Document segment:
Finding out your child has special needs is like swimming in an ocean, when you thought you were swimming in a pool. Suddenly, the waters are surrounding you without the safety of the walls to grab onto, without the lines below and flags above to guide you.
You feel thrown into the depths of a life you are unfamiliar with, trying your best to tread water, although there is no shore in sight, no shallow end, and you are barely keeping your head above water. It takes your breath away. For a moment, time feels frozen, and everything you once knew is no longer. You have no choice but to learn to swim and go the distance.
Parenting in and of itself is both a blessing and a challenge. Still, it takes a different type of strength and resilience when you are advocating for your child and navigating the waters of meeting your child’s unique needs on a daily basis. As parents of children with genetic conditions and physical, developmental, and intellectual disabilities, we hope for the best for our children. We never want to lower our expectations of them, and we want to see them soar above the odds and statistics. We are their biggest cheerleaders.
I’ll never forget what it felt like hearing a diagnosis for the first time when I was about 20 weeks pregnant with my second baby. I remember feeling as if I was outside of my body, like everything was spinning and swirling around me, and her words “Trisomy 21” echoed. After the initial shock, my first response was, “Did I do something that could have caused this?” So much of the time, as parents, we question ourselves first.
We feel responsible for things that are often out of our control. My doctor lovingly reassured me that nothing I had done would have caused anything and that it was going to be ok. After pursuing further testing, we received a final answer to our question:
Our child would be born with Down syndrome.
That answer brought about even more questions, as you can imagine. We proactively bought literature to read, got connected to the DSAGSL, and researched everything we could. I plugged into a birth group through the Down Syndrome Diagnosis Network. I followed numerous Instagram and Facebook accounts of parents sharing their lives with their children and was so inspired and encouraged. It lessened my fear and gave me so much hope.
One message that kept running through my mind as we processed our diagnosis and followed other people’s lives with Down syndrome was that our kids can do anything, and they should never be underestimated! I still believe this wholeheartedly.
But, there arises a new emotional challenge when, after clinging to these hopes and dreams of surpassing the odds and beating stereotypes, your child repeatedly struggles to meet milestones, and you already see the gap widening.

Supplied information:

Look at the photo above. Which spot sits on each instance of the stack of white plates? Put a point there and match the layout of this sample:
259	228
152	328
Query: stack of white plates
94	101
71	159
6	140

Prompt 1:
Reproduce the passage of the parenting essay between "You feel thrown" and "their biggest cheerleaders.", inclusive.
Prompt 2:
Carry the parenting essay forward from its last sentence.
The items have no connection to the parenting essay.

Expected output 1:
You feel thrown into the depths of a life you are unfamiliar with, trying your best to tread water, although there is no shore in sight, no shallow end, and you are barely keeping your head above water. It takes your breath away. For a moment, time feels frozen, and everything you once knew is no longer. You have no choice but to learn to swim and go the distance.
Parenting in and of itself is both a blessing and a challenge. Still, it takes a different type of strength and resilience when you are advocating for your child and navigating the waters of meeting your child’s unique needs on a daily basis. As parents of children with genetic conditions and physical, developmental, and intellectual disabilities, we hope for the best for our children. We never want to lower our expectations of them, and we want to see them soar above the odds and statistics. We are their biggest cheerleaders.

Expected output 2:
For a very short time, when my son, Harrison, was about a year and a half, I was disheartened by him falling behind and stalling in his progress developmentally. I’d see other kids with Down syndrome on social media who were much younger than him, but doing more advanced things than he was. And my first response was, of course, “What am I doing wrong? Should I be doing more? What are we missing?”
Comparison is the thief of joy, friends.
That is absolutely true, and I quickly learned from one of our amazing First Steps therapists to stay in our lane and focus on the INCH-stones Harrison was achieving rather than the milestones he wasn’t reaching (yet).
Celebrate every INCH-stone, for They become the milestones!
In our achievement-based culture, we focus on results, numbers, statistics, and what we can DO to bring value. If that was the ultimate measure of worth, Harrison would be failing miserably. He is three-and-a-half years old, not walking or talking, not even close to beginning potty training, not self-feeding, has one or two signs, still drinks out of a bottle … but, my goodness, the joy he brings to our lives is immeasurable!
My love for him goes much deeper than what he can do or achieve.
Simply by being Harrison, he has value, he is lovable, he is worthy and wanted. Our children with special needs can teach us to slow the heck down, appreciate the here and now, and that we don’t have to prove ourselves – that we are known and loved, just as we are, simply by being ourselves. Moms, you are doing great!
With that said, I do think Harrison can change the world, one heart, one giggle, one snuggle at a time, and I can’t wait to see what he will do in his own time!
P.S. The ocean view is quite beautiful!